• **Work to be completed**: After locating the line containing "of the concrete", transcribe that line and all following lines exactly, stopping only at the end of the records.

Entries taken from a collection
★ ★ ★
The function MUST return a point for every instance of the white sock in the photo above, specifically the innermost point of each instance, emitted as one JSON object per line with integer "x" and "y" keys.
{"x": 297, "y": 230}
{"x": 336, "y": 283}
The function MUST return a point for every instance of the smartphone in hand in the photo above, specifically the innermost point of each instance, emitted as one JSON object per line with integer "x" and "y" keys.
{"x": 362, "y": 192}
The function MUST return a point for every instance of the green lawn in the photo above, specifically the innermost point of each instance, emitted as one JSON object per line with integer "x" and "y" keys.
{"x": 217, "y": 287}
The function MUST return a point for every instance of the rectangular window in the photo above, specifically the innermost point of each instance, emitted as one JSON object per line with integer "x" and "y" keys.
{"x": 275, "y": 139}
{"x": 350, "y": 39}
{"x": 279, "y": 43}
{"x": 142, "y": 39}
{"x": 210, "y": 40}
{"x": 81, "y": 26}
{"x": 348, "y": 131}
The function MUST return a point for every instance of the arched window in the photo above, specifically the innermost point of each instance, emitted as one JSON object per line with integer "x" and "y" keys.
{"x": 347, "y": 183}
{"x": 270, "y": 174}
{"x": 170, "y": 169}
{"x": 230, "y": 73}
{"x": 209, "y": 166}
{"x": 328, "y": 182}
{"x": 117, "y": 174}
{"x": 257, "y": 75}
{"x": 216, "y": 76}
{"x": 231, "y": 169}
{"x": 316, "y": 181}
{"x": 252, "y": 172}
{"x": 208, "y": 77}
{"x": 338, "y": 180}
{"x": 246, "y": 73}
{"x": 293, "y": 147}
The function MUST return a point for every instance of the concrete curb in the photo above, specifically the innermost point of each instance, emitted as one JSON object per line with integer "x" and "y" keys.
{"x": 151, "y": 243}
★ ★ ★
• **Written reply**:
The function MUST return a point for every instance of the concrete curb in the photo above, specifically the innermost point of each instance, emitted as one JSON object per line with integer "x" and "y" keys.
{"x": 151, "y": 243}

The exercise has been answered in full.